[WORK TASK] Your reply should contain the whole listing below, repeated exactly, and no images.

--

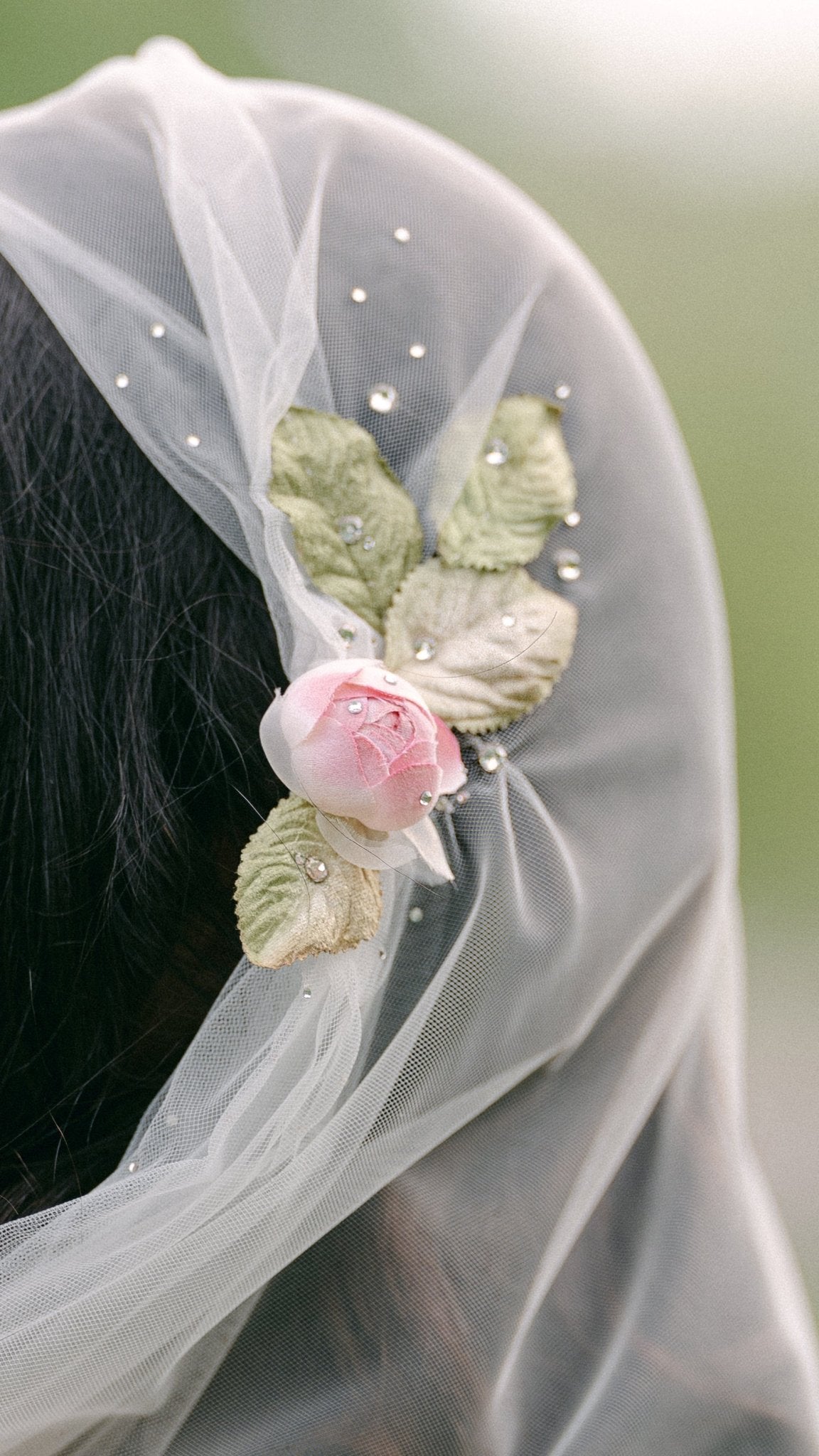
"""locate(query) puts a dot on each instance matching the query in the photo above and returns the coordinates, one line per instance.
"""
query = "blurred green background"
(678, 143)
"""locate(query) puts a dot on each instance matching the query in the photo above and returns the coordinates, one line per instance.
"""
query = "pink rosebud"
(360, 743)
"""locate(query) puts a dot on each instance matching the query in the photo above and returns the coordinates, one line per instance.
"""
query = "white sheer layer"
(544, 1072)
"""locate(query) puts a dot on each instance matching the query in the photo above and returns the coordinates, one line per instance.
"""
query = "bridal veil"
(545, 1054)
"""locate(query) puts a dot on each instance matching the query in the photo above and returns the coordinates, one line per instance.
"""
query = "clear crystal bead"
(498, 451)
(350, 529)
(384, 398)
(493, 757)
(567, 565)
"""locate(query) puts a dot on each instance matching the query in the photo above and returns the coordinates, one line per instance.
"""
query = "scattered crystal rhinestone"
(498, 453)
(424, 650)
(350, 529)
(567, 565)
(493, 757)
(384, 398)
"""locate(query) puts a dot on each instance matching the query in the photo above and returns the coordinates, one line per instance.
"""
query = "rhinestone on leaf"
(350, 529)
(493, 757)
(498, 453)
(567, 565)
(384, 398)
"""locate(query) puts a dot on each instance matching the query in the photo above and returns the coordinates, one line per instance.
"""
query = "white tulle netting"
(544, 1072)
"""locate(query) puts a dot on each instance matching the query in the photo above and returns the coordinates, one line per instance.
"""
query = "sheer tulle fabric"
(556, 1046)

--

[TASK OUTPUT]
"""locate(query) puts a dot on each instance matching the query in the photo above and returns the coordinates, one line per instance.
"""
query = "blurred green background"
(678, 143)
"""locate(query) puts a dot on each instance matching the query in the photo above and returns the coordinates, one line per instance.
"""
query = "pink rosebud"
(360, 743)
"""locate(query) puts a dot on each instance matching the query in the photo above and returns the coordinates, one line per instance.
"""
query = "white sheer layer"
(544, 1072)
"""locate(query) puts a dot on each instance matching the query in the photo above and returns the coordinates, one line per instance.
"""
query = "bridal veil"
(545, 1054)
"""locate(query) puts a dot on each instance matching the query in the photo above and returns the coordinates, one line per instance.
"""
query = "clear crystal bead"
(498, 451)
(350, 529)
(384, 398)
(493, 757)
(567, 565)
"""locate(query) puts a dot on each instance matching the query in the photo above and returns the coordinates, one line per instance.
"""
query = "scattered crystal rhinestone"
(498, 453)
(424, 650)
(350, 529)
(567, 565)
(493, 757)
(384, 398)
"""locate(query) puts a dot on each instance matching the query in the photo above and returns the coordinates, one line per instance.
"""
query = "rhinestone on leaf"
(350, 529)
(493, 757)
(498, 453)
(567, 565)
(384, 398)
"""locate(query) puts a dot on each instance matching the query in the photo above and returns the coordinates, one line per instance.
"""
query = "white tulle netting"
(544, 1072)
"""locate(query) puts a dot on each instance matching the query in the photo above and returns the coordinates, one line per instance.
"""
query = "sheer tulle fabric"
(556, 1046)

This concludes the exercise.